**Records supplied**
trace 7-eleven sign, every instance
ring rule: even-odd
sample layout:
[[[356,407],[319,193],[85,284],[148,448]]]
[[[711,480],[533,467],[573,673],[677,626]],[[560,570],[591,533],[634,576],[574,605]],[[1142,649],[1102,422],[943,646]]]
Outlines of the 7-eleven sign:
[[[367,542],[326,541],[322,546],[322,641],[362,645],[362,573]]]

**Task**
Reproduce every row above word for word.

**Written response**
trace 7-eleven sign, every instance
ring rule: even-odd
sample layout:
[[[356,407],[319,193],[85,284],[148,448]]]
[[[711,480],[533,467],[573,673],[677,626]],[[560,570],[591,533],[634,576],[574,605]],[[1142,649],[1102,422],[943,646]]]
Outlines of the 7-eleven sign:
[[[367,542],[326,541],[322,546],[322,641],[362,645],[362,573]]]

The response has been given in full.